Entries provided:
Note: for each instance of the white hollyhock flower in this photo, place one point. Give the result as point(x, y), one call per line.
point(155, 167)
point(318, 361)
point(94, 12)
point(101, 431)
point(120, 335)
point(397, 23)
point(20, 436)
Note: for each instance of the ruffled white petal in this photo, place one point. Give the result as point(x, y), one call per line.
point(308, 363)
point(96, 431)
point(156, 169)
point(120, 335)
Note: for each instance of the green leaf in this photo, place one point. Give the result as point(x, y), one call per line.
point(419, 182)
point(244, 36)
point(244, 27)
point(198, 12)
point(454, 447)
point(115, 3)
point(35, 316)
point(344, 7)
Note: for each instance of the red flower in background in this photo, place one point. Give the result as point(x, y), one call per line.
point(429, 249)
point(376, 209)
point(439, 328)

Goal: Could you reproduce, verbatim, the lines of the records above, starting at the line that has "Note: for each instance of the green" and ending after the line that has "point(344, 7)"?

Task answer:
Note: for each instance of the green leaf in this photo, place one point. Give the result as point(x, y), one call per line.
point(419, 182)
point(244, 36)
point(244, 27)
point(198, 12)
point(454, 447)
point(115, 3)
point(35, 316)
point(344, 7)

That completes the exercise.